▶ [TASK OBJECTIVE]: Format every line of the records below as a numbered list, and leave out any blank lines.

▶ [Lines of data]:
____________________

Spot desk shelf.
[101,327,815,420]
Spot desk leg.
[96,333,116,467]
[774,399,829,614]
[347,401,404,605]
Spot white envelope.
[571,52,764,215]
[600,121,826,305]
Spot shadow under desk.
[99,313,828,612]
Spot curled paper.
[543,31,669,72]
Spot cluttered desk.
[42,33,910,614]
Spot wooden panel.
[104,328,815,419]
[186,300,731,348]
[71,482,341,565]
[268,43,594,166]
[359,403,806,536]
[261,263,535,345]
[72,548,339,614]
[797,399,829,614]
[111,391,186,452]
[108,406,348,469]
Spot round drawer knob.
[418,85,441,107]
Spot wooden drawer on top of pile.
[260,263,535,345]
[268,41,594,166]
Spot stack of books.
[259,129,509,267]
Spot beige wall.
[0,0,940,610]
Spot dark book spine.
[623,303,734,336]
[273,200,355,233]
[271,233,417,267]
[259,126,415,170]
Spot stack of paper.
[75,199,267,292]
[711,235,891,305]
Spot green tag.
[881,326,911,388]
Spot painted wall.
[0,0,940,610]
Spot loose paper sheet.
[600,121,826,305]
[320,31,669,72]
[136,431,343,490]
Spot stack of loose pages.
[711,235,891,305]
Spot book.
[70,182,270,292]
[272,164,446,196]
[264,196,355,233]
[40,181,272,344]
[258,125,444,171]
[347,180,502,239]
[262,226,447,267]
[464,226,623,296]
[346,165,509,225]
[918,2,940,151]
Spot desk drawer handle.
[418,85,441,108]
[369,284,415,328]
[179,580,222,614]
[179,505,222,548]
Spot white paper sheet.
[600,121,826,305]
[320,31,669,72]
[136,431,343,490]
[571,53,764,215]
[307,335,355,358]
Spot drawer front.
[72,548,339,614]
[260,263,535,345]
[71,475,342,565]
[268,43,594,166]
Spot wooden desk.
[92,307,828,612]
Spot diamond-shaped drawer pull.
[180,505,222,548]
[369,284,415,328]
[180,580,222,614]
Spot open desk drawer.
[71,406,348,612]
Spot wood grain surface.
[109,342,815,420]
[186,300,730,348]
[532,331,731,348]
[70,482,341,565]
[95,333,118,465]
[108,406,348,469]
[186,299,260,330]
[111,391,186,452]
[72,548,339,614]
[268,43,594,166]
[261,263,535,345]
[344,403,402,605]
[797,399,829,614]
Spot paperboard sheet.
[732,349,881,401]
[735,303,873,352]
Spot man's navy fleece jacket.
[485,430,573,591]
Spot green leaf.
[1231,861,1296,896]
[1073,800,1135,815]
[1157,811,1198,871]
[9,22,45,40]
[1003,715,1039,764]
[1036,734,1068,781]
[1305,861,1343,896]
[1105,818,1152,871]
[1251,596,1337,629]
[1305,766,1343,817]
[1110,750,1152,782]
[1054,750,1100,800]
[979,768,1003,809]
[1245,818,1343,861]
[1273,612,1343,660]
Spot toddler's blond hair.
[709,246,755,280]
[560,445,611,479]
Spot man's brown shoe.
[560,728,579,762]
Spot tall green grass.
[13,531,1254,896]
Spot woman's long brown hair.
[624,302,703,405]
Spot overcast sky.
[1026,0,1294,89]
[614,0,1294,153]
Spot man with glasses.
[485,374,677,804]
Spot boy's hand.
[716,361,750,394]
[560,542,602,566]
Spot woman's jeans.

____________________

▶ [WRITTEN RESPONSE]:
1. Spot desk shelf.
2. [101,327,815,420]
3. Spot desk leg.
4. [96,333,116,467]
5. [774,399,829,614]
6. [347,401,404,605]
7. Spot white envelope.
8. [571,52,764,215]
9. [600,121,826,305]
10. Spot shadow under desk.
11. [99,313,828,612]
12. Spot curled paper.
13. [543,31,669,72]
14. Spot cluttered desk.
15. [42,33,910,614]
16. Spot wooden panel.
17. [104,328,815,419]
18. [186,300,731,348]
19. [71,482,341,565]
20. [268,43,594,166]
21. [359,403,806,536]
22. [261,263,535,345]
23. [72,548,339,614]
24. [797,399,829,614]
25. [111,391,186,452]
26. [108,406,348,469]
27. Spot round drawer knob.
28. [418,85,441,107]
29. Spot wooden drawer on top of pile.
30. [260,263,535,345]
31. [268,41,594,166]
32. Spot stack of books.
33. [259,129,509,267]
34. Spot beige wall.
35. [0,0,940,610]
36. Spot dark book spine.
37. [623,303,734,336]
38. [273,200,355,233]
39. [271,233,417,267]
40. [259,126,415,170]
41. Spot stack of paper.
42. [75,199,267,292]
43. [711,235,891,305]
44. Spot green tag.
45. [881,326,911,388]
46. Spot painted wall.
47. [0,0,940,610]
48. Spot loose paper sheet.
49. [600,121,826,305]
50. [320,31,669,72]
51. [136,431,343,490]
52. Spot stack of loose pages.
53. [711,235,891,305]
54. Spot book.
55. [70,182,270,292]
56. [272,164,446,196]
57. [264,196,355,233]
58. [40,181,272,344]
59. [258,125,444,171]
60. [347,180,502,239]
61. [262,226,447,267]
62. [464,226,623,296]
63. [346,165,509,225]
64. [918,2,940,151]
65. Spot desk drawer handle.
66. [418,85,441,108]
67. [369,284,415,328]
68. [179,580,222,614]
69. [179,505,222,548]
70. Spot white paper sheet.
71. [600,121,826,305]
72. [320,31,669,72]
73. [136,431,343,490]
74. [571,53,764,215]
75. [307,335,355,358]
76. Spot drawer front.
77. [72,548,339,614]
78. [260,263,535,345]
79. [71,475,342,565]
80. [268,43,594,166]
81. Spot wooden desk.
82. [92,307,828,612]
83. Spot diamond-shaped drawer pull.
84. [180,505,222,548]
85. [369,284,415,328]
86. [180,580,222,614]
87. Spot open desk drawer.
88. [71,406,348,612]
89. Spot wood grain surface.
90. [109,342,815,420]
91. [186,300,730,348]
92. [532,331,731,348]
93. [70,482,341,565]
94. [95,333,118,465]
95. [108,406,348,469]
96. [186,299,260,330]
97. [111,391,186,452]
98. [72,548,339,614]
99. [268,43,594,166]
100. [261,263,535,345]
101. [344,403,402,605]
102. [797,399,829,614]
103. Spot paperboard sheet.
104. [732,349,881,401]
105. [735,303,873,352]
106. Spot man's navy fleece jacket.
107. [485,430,573,591]
108. Spot green leaf.
109. [1231,861,1296,896]
110. [1073,800,1135,815]
111. [1157,811,1198,871]
112. [9,22,45,40]
113. [1003,715,1039,764]
114. [1036,734,1068,781]
115. [1305,861,1343,896]
116. [1105,818,1152,871]
117. [1251,596,1337,629]
118. [1305,766,1343,817]
119. [1110,750,1152,782]
120. [1054,750,1100,800]
121. [979,768,1003,809]
122. [1245,818,1343,861]
123. [1273,612,1343,660]
124. Spot toddler's blond hair.
125. [709,246,755,280]
126. [560,445,611,479]
127. Spot man's brown shoe.
128. [560,728,579,762]
129. Spot tall green grass.
130. [13,531,1254,896]
131. Spot woman's long brown hair.
132. [624,302,703,405]
133. Spot overcast sky.
134. [1026,0,1294,89]
135. [614,0,1294,153]
136. Spot man with glasses.
137. [485,374,677,804]
138. Spot boy's hand.
139. [716,361,750,394]
140. [560,542,602,566]
141. Spot woman's jeans.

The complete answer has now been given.